● **Work instructions**: In the answer, each line must appear exactly as in the records, and no picture may appear.

___ Material supplied

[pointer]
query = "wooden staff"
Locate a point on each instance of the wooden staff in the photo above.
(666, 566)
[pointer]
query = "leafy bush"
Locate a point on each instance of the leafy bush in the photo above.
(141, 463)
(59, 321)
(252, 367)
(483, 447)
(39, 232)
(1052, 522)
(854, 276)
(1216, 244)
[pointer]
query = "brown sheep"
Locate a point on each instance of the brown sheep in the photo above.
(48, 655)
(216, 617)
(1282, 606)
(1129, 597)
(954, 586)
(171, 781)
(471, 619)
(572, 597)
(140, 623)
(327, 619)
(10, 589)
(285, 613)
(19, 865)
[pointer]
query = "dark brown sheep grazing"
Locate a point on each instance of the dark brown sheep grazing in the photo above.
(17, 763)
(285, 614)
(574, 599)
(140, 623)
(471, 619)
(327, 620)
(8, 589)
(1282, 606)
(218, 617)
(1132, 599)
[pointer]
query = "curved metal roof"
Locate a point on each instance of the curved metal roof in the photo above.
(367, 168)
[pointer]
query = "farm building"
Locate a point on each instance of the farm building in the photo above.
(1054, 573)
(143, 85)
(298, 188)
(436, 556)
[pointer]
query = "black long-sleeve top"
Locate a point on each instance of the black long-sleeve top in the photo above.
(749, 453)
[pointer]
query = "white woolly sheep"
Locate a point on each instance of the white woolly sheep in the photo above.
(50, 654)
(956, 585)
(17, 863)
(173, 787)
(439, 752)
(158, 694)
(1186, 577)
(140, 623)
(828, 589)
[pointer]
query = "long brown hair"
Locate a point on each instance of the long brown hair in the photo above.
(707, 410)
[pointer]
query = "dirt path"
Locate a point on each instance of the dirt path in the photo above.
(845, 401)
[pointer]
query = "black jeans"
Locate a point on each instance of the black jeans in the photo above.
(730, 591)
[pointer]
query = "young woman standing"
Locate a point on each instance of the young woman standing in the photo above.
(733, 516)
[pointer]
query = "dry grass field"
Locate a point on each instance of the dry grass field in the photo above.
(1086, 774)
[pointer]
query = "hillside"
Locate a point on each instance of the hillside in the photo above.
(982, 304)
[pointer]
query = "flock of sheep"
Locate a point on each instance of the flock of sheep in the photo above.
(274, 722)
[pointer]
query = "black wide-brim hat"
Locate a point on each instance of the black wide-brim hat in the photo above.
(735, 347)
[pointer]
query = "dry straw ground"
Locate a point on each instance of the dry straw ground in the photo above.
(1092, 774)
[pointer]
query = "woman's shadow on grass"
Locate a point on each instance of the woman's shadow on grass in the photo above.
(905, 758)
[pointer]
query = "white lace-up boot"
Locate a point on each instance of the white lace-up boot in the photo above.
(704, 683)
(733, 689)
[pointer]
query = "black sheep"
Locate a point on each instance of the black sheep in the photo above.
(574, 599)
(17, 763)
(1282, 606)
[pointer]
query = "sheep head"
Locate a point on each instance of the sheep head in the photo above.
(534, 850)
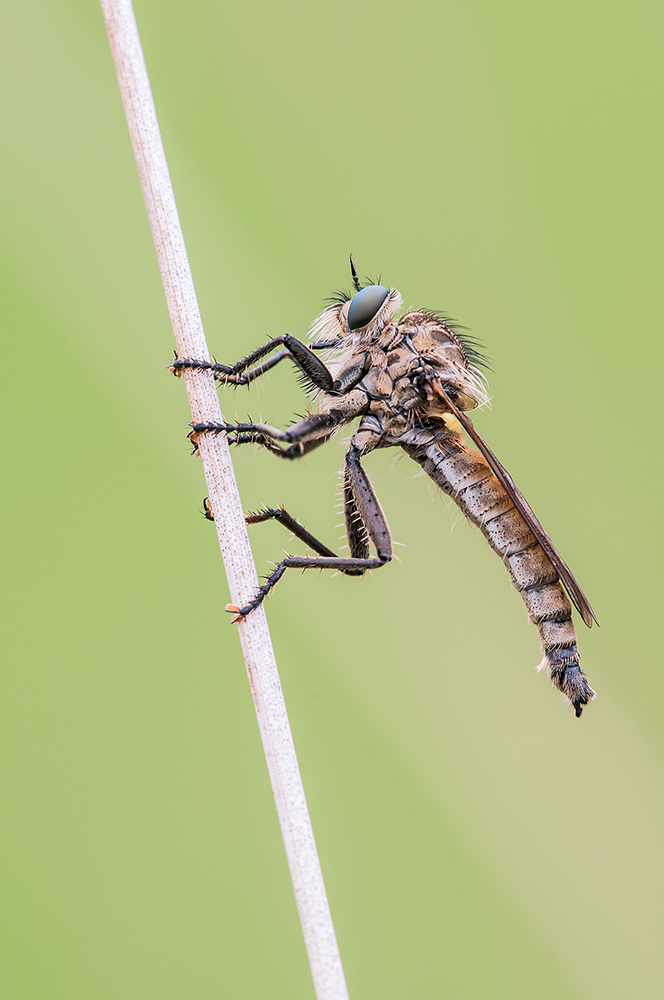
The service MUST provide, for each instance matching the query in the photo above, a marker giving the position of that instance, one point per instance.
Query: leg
(313, 370)
(302, 437)
(364, 519)
(281, 515)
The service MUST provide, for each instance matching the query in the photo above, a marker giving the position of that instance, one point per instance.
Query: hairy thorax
(394, 396)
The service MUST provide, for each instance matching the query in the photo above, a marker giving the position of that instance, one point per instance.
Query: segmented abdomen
(464, 475)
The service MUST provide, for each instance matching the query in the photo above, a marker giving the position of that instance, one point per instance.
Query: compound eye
(365, 305)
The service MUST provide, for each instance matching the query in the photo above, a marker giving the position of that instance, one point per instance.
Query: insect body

______

● **Response**:
[pointer]
query = "wooden staff"
Locate a point on each instance of the wooden staff in the photo above.
(666, 566)
[pointer]
query = "leafy bush"
Locate a point on each instance of the leafy bush in the photo above.
(141, 463)
(59, 321)
(252, 367)
(483, 447)
(39, 232)
(1052, 522)
(854, 276)
(1216, 244)
[pointer]
query = "brown sheep"
Locate a point on each instance of the brown sheep in the photo above.
(48, 655)
(216, 617)
(1282, 606)
(1129, 597)
(954, 586)
(171, 781)
(471, 619)
(572, 597)
(140, 623)
(327, 619)
(10, 589)
(285, 613)
(19, 865)
[pointer]
query = "dark brown sheep grazing"
Locate a point on each instance of the dark brown sheep grazing in the photo above.
(17, 763)
(285, 614)
(574, 599)
(140, 623)
(471, 619)
(327, 620)
(8, 589)
(1282, 606)
(218, 617)
(1132, 599)
[pointer]
query = "curved metal roof"
Locate a point on each instance of the curved metal roof in the photo above.
(367, 168)
[pointer]
query = "farm building"
Locate a point on each instance of the farm building in the photo above.
(1054, 573)
(143, 85)
(298, 188)
(436, 556)
[pointer]
query = "black long-sleeve top"
Locate a point on each instance of the black long-sleeve top in the photo above.
(749, 453)
[pointer]
query = "white woolly sheep"
Locate a point on each instance of the white woolly sheep in the photo above.
(50, 654)
(956, 585)
(17, 863)
(173, 787)
(439, 752)
(158, 694)
(1186, 577)
(140, 623)
(828, 589)
[pointer]
query = "long brown hair"
Locate a point on each instance of the long brown hair in the photo above.
(707, 410)
[pointer]
query = "dirt path"
Locate a point on each instance of the dirt path in the photo above.
(845, 401)
[pointer]
query = "black jeans"
Locate a point on each instance of the black jeans in the photo above.
(730, 591)
[pointer]
query = "young woman standing"
Locate a point on each instance of the young woman standing in the photo above.
(733, 516)
[pointer]
query = "dry grass field"
Locate a point on each instance of the dry grass field in the photo above.
(1086, 774)
[pointer]
query = "hillside"
Locate a point on each instance of the hillside in the photo above.
(982, 304)
[pointer]
query = "flock of sheep"
Locate a point on each instance of the flock of sheep in the photo above.
(274, 722)
[pointer]
query = "black wide-brim hat"
Locate a point on each instance of the black wide-brim hat in the photo above.
(735, 347)
[pointer]
query = "dry straw ground"
Locate a point on each instance of the dry straw ground in the photo above.
(1092, 774)
[pointer]
query = "woman's shadow on grass"
Locate a point on each instance of the woman's shadow on grass in the photo above.
(905, 758)
[pointer]
query = "white lace-up boot"
Locate a point on each instance of the white lace-up boot in the photo above.
(704, 683)
(733, 689)
[pointer]
query = "black sheep"
Locate a point on each instance of the black sheep in the photo above.
(574, 599)
(17, 763)
(1282, 606)
[pointer]
query = "sheep head"
Locate a point on each instance of the sheep head in the photo above.
(534, 850)
The service MUST provide, for each instance matching the query in the photo above, a marker giving the position of that instance, one point per instance.
Query: leg
(313, 370)
(302, 437)
(364, 519)
(281, 515)
The service MUST provide, for each instance matching the query in the photo above, a marker giving the position of that instance, one point per instance.
Query: hairy thorax
(394, 396)
The service MUST provide, for each instance matching the query in the photo above, a marker giving the position of that instance, one point per instance.
Query: segmented abdomen
(464, 475)
The service MUST provide, for each instance matching the query in the photo above, a marker giving the position of that instance, one point per instance.
Query: compound eye
(365, 305)
The service MUST provide, for each instance matching the query in the photo above, a marker giving the position of that instance, one point per instance.
Query: insect body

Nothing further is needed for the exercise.